4. Aggregating with Metrics

Summarizing outcomes across scenarios

A single simulation gives us one outcome. But we need to evaluate a policy across many scenarios and summarize the results. This is where metrics come in.

Setup

Type definitions and functions (click to expand)

using SimOptDecisions
using Distributions
using Random
using CairoMakie
using Statistics

# Physics functions
function depth_damage(depth::T, threshold::T, saturation::T) where {T<:AbstractFloat}
    depth <= threshold && return zero(T)
    depth >= saturation && return one(T)
    midpoint = (threshold + saturation) / 2
    steepness = T(6) / (saturation - threshold)
    return one(T) / (one(T) + exp(-steepness * (depth - midpoint)))
end

function elevation_cost(Δh::Real, area_ft2::Real, house_value::Real)
    Δh <= 0 && return 0.0
    base_cost = 20_745.0
    thresholds = [0.0, 5.0, 8.5, 12.0, 14.0]
    rates = [80.36, 82.5, 86.25, 103.75, 113.75]
    rate = rates[1]
    for i in 1:(length(thresholds) - 1)
        if Δh <= thresholds[i + 1]
            t = (Δh - thresholds[i]) / (thresholds[i + 1] - thresholds[i])
            rate = rates[i] + t * (rates[i + 1] - rates[i])
            break
        end
        rate = rates[i + 1]
    end
    return (base_cost + area_ft2 * rate) / house_value
end
elevation_cost(Δh::Real) = elevation_cost(Δh, 1500.0, 200_000.0)

# Types
Base.@kwdef struct HouseConfig{T<:AbstractFloat} <: AbstractConfig
    horizon::Int = 70
    house_height::T = 4.0
    house_area_ft2::T = 1500.0
    house_value::T = 200_000.0
end

@scenariodef HouseScenario begin
    @timeseries water_levels
    @continuous dd_threshold
    @continuous dd_saturation
    @continuous discount_rate
end

function sample_scenario(rng::AbstractRNG, horizon::Int)
    μ = rand(rng, Normal(2.8, 0.3))
    σ = rand(rng, truncated(Normal(1.0, 0.15); lower=0.3))
    ξ = rand(rng, truncated(Normal(0.15, 0.05); lower=-0.2, upper=0.5))
    surge_dist = GeneralizedExtremeValue(μ, σ, ξ)
    water_levels = [rand(rng, surge_dist) for _ in 1:horizon]

    HouseScenario(
        water_levels = water_levels,
        dd_threshold = rand(rng, Normal(0.0, 0.25)),
        dd_saturation = rand(rng, Normal(8.0, 0.5)),
        discount_rate = rand(rng, truncated(Normal(0.03, 0.015); lower=0.01, upper=0.07)),
    )
end

struct HouseState{T<:AbstractFloat} <: AbstractState
    elevation_ft::T
end

struct ElevationAction{T<:AbstractFloat} <: AbstractAction
    elevation_ft::T
end

@policydef ElevationPolicy begin
    @continuous elevation_ft 0.0 14.0
end

# Functions
SimOptDecisions.initialize(::HouseConfig, ::HouseScenario, ::AbstractRNG) = HouseState(0.0)

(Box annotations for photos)
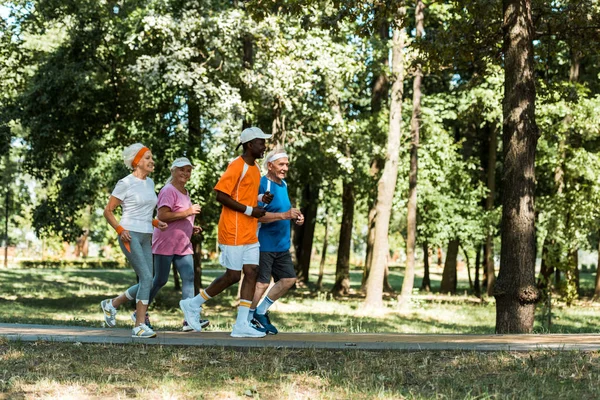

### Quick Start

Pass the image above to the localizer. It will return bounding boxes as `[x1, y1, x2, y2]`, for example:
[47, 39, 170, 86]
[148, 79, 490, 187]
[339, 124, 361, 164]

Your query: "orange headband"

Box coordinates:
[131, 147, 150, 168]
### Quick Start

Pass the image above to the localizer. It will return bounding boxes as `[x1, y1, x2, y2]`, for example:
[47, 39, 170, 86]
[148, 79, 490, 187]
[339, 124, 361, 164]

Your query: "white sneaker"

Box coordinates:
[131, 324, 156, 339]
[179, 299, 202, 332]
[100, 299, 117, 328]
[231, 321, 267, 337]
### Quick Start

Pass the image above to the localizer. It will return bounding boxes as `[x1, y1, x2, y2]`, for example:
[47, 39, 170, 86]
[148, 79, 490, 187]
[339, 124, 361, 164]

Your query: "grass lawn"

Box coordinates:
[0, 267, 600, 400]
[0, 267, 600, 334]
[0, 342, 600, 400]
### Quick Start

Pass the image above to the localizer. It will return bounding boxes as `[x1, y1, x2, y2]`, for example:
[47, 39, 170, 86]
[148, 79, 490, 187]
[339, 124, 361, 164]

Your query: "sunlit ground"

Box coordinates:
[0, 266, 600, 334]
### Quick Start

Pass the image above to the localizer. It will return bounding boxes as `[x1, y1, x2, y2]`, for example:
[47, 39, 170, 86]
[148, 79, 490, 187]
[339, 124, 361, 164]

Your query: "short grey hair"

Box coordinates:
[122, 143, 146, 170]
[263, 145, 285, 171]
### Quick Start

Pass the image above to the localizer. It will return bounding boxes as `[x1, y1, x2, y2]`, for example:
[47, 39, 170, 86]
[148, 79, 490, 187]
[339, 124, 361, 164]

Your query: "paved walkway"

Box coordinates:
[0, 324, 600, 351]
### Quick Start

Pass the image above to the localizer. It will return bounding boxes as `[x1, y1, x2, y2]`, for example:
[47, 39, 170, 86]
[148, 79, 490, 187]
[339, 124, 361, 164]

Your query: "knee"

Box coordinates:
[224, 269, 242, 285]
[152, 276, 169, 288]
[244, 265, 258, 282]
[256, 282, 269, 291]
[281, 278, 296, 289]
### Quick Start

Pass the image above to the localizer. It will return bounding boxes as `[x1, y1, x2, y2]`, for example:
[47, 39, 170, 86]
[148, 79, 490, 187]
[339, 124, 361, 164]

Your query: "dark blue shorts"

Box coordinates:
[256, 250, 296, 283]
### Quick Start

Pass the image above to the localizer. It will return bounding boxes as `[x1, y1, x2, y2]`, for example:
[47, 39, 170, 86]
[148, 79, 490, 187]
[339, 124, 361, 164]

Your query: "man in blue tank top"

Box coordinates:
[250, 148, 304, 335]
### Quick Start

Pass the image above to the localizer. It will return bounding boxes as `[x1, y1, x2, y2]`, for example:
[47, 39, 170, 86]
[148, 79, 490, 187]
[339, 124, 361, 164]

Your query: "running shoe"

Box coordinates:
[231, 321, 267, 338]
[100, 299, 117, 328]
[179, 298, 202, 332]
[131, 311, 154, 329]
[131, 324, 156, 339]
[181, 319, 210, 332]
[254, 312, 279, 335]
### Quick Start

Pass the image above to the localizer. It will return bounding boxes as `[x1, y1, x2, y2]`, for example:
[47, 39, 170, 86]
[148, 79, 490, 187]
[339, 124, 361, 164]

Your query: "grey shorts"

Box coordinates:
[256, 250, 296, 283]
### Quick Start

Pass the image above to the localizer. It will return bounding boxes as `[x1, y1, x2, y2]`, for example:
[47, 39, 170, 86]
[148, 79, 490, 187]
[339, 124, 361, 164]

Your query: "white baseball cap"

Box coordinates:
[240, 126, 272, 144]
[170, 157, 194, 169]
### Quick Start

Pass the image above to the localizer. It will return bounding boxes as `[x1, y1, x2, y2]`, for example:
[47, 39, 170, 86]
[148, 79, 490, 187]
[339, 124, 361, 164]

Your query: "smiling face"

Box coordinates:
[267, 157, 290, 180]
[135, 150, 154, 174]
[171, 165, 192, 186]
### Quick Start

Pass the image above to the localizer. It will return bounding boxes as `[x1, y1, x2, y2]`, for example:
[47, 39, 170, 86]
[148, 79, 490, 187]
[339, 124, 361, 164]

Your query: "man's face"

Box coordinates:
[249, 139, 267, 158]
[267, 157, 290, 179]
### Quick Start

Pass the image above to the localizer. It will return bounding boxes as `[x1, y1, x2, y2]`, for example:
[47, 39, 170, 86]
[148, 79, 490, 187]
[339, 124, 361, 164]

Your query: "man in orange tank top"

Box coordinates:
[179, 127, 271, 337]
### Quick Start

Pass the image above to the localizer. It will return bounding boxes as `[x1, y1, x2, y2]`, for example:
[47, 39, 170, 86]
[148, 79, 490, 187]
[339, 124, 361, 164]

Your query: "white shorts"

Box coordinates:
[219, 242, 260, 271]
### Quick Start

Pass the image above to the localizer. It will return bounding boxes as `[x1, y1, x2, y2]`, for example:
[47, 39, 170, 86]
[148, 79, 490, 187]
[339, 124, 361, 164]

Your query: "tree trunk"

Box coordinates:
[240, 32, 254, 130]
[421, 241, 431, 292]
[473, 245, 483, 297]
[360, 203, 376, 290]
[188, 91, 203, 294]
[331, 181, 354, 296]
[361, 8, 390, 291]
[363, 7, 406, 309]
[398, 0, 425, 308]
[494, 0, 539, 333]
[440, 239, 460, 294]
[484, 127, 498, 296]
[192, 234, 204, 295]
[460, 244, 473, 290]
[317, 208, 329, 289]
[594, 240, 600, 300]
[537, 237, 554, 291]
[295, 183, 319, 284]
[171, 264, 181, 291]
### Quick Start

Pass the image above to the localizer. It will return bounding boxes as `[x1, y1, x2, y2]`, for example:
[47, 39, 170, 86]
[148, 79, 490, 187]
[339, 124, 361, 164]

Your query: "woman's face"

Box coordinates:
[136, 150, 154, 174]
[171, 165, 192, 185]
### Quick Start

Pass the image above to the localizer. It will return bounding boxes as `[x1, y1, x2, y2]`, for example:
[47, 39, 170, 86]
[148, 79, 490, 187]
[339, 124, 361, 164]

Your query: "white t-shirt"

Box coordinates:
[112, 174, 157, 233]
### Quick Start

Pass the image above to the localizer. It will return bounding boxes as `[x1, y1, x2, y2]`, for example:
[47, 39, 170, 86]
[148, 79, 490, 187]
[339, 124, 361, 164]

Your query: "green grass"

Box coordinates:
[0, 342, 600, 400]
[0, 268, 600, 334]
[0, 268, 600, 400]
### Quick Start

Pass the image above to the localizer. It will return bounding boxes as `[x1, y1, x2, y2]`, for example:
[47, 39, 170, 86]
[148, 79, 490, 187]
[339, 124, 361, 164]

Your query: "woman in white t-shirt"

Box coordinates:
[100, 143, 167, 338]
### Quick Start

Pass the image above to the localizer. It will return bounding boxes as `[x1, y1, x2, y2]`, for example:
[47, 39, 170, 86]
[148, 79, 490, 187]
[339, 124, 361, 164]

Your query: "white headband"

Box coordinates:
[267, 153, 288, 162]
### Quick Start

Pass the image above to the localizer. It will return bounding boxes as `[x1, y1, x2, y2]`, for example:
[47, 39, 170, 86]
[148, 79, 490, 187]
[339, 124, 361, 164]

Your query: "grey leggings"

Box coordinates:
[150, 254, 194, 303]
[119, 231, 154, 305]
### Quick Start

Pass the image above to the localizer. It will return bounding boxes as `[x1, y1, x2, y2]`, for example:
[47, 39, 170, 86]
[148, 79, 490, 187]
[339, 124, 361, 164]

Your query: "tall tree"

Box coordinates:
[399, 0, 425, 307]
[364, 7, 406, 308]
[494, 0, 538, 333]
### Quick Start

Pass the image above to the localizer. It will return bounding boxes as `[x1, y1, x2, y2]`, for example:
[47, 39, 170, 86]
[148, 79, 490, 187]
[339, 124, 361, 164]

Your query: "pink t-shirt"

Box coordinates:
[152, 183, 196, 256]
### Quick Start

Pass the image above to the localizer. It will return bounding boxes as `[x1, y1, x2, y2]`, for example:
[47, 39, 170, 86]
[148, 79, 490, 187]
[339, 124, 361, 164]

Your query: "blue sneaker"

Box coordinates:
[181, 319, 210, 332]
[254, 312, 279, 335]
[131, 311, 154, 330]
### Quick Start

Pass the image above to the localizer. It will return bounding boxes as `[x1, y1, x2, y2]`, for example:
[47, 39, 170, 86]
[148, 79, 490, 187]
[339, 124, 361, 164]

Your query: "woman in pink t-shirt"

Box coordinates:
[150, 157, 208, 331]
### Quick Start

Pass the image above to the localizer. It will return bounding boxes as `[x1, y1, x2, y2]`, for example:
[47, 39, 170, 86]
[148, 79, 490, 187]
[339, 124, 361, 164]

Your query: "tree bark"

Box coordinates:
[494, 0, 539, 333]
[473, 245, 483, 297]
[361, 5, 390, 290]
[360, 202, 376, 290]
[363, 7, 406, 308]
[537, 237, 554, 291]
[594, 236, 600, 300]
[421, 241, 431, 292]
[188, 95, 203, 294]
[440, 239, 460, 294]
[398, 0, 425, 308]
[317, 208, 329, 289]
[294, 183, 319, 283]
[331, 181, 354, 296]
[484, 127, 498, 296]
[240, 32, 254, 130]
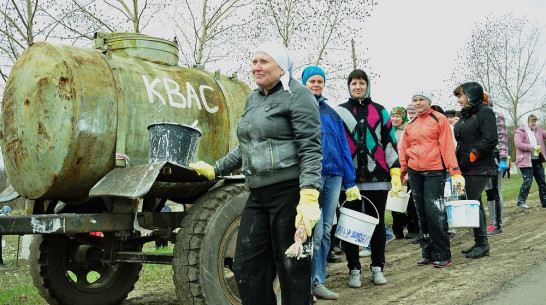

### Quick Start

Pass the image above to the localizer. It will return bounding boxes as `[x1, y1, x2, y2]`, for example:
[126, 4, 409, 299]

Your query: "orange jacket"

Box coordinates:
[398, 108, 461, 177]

## Problems
- a) Name every package that the code in the metrics aggregation text loads with a `using` statement.
- b) Using the metrics aggregation text, answer each question on its own line:
(i) What is the default value of `horizon` in `HouseConfig`?
(ii) What value does `elevation_cost` assign to `base_cost`?
(iii) What range does `ElevationPolicy` allow for `elevation_ft`?
- c) Shorten the paragraph in the metrics aggregation text that begins "A single simulation gives us one outcome" into a single sentence.

## Correct answers
- a) SimOptDecisions, Distributions, Random, CairoMakie, Statistics

- b)
(i) 70
(ii) 20_745.0
(iii) 0.0 to 14.0

- c) Because one simulation yields only one outcome, metrics are used to evaluate a policy across many scenarios and summarize the results.